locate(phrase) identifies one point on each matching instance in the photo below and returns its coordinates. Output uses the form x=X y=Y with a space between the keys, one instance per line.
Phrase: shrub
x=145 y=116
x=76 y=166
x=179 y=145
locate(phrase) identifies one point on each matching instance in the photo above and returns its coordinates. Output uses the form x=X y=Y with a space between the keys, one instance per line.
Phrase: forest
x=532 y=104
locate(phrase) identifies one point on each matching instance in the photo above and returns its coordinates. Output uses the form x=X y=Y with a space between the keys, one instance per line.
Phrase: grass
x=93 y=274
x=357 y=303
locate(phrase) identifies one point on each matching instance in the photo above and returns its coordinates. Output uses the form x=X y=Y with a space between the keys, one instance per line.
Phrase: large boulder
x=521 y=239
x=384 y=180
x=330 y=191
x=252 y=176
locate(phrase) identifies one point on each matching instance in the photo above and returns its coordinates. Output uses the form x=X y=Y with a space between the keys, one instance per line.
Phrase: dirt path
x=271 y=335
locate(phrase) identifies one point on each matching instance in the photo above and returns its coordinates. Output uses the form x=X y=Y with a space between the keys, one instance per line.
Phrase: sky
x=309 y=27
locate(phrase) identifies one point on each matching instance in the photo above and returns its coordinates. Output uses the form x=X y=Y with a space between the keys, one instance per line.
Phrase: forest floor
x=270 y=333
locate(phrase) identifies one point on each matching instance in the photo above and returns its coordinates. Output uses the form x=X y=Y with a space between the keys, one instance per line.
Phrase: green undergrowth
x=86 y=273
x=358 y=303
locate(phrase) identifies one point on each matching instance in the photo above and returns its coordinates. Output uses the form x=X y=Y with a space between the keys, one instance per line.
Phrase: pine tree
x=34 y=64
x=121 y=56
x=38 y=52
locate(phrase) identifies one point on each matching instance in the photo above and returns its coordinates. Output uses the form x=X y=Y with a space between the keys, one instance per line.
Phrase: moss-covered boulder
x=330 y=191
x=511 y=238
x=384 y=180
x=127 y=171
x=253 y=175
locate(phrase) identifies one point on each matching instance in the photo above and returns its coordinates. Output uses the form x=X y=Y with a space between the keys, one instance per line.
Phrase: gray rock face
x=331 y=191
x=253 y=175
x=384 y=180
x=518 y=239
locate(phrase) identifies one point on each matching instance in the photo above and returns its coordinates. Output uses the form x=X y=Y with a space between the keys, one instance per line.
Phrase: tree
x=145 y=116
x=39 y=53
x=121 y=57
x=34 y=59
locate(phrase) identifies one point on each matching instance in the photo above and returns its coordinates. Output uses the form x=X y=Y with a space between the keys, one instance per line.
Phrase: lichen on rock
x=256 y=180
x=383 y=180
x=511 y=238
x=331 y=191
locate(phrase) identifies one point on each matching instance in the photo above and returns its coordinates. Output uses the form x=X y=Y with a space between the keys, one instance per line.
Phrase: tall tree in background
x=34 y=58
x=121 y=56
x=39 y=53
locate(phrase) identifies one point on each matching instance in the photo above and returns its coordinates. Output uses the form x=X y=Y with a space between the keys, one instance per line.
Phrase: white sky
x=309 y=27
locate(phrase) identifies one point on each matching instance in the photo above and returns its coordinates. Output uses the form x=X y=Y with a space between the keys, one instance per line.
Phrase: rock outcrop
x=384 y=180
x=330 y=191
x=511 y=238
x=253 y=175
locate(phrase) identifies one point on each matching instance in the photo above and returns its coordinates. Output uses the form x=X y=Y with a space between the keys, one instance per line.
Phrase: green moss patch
- - - -
**What is expected**
The whole of the material above is to be restated exactly.

**Your solution**
locate(phrase) identifies one point on each matching instance in the photo below and returns its coordinates. Output uses the form x=X y=Y with a space between the keys, one instance per line.
Phrase: shrub
x=145 y=116
x=76 y=166
x=179 y=145
locate(phrase) identifies one point on each matching instance in the photo above and returns its coordinates. Output uses the form x=X y=Y with a space between the keys, one instance per line.
Phrase: forest
x=532 y=104
locate(phrase) identifies one point on each matching instance in the photo above and returns its coordinates. Output uses the form x=X y=Y with a space between the keys, one instance per line.
Phrase: grass
x=93 y=274
x=357 y=303
locate(phrase) identifies one point on each matching instance in the photo above and returns its coordinates. Output uses the form x=X y=Y with a space between the keys, one instance per line.
Phrase: large boulder
x=521 y=239
x=384 y=180
x=330 y=191
x=252 y=176
locate(phrase) identifies one point on each matching instance in the photo above and returns its coordinates. Output uses the form x=X y=Y with a space between the keys, one instance per line.
Phrase: dirt path
x=271 y=335
locate(phrase) identifies one point on each matching instance in the photo above and returns its coordinates. Output uses the form x=X y=Y with a space between the keys, one instance per line.
Phrase: sky
x=309 y=27
locate(phrase) identifies one point on each matching instance in the photo above and returns its coordinates. Output uses the form x=X y=Y with a space between the keys, one instance per line.
Phrase: forest floor
x=270 y=333
locate(phrase) identifies one point on each matching instance in the photo above and returns its coordinates. Output uses the form x=X y=Y with a space between the keys, one instance per line.
Phrase: green undergrowth
x=86 y=273
x=358 y=303
locate(phrase) identifies one point on each matching instance in the photo above and returns its coordinates. Output uses the form x=X y=Y with a space between the keys, one instance per line.
Phrase: pine tree
x=34 y=64
x=121 y=56
x=38 y=52
locate(phrase) identifies one point on each matching instance in the photo above and returns its coordinates. Output uses the form x=X y=Y with a space between the keys, one instance per line.
Phrase: moss-covered boulder
x=330 y=191
x=511 y=238
x=384 y=180
x=127 y=171
x=253 y=175
locate(phrase) identifies one point on each matching instance in the photo above and returns its coordinates. Output uses the form x=X y=Y with a space between the keys, one instance per line.
Phrase: gray rock face
x=331 y=191
x=253 y=175
x=384 y=180
x=518 y=239
locate(phrase) identifies one point on each matching instance in the photo above and returns its coordinates. Output uses the form x=X y=Y with a space between the keys, one instance per line.
Phrase: tree
x=145 y=116
x=39 y=53
x=121 y=57
x=34 y=59
locate(phrase) identifies one point on each matching instance in the photo above and returns its coordinates. Output uses the form x=X y=Y with a space between the keys, one instance per line.
Phrase: lichen on rock
x=256 y=180
x=383 y=180
x=511 y=238
x=331 y=191
locate(phrase) identifies one point on each matching instance in the photo above and returns its coordinates. Output uses the form x=X y=Y with a space between the keys, one instance per line.
Phrase: tall tree in background
x=34 y=58
x=121 y=56
x=39 y=53
locate(phrase) identifies one point on each matching instance in the photo above and returns its coordinates. Output uses the form x=X y=Y with a space between the keys, one instance per line.
Phrase: white sky
x=309 y=27
locate(phrase) identifies one point on each matching instance in the photo above and returns its coordinates. Output uses the form x=X y=Y with a space between the keys, one instance per line.
Phrase: rock outcrop
x=384 y=180
x=330 y=191
x=511 y=238
x=253 y=175
locate(phrase) identifies one point on each matching instance in the photo above and returns its coordinates. Output uses the form x=X y=Y with a space between the keys, one instance per line.
Phrase: green moss patch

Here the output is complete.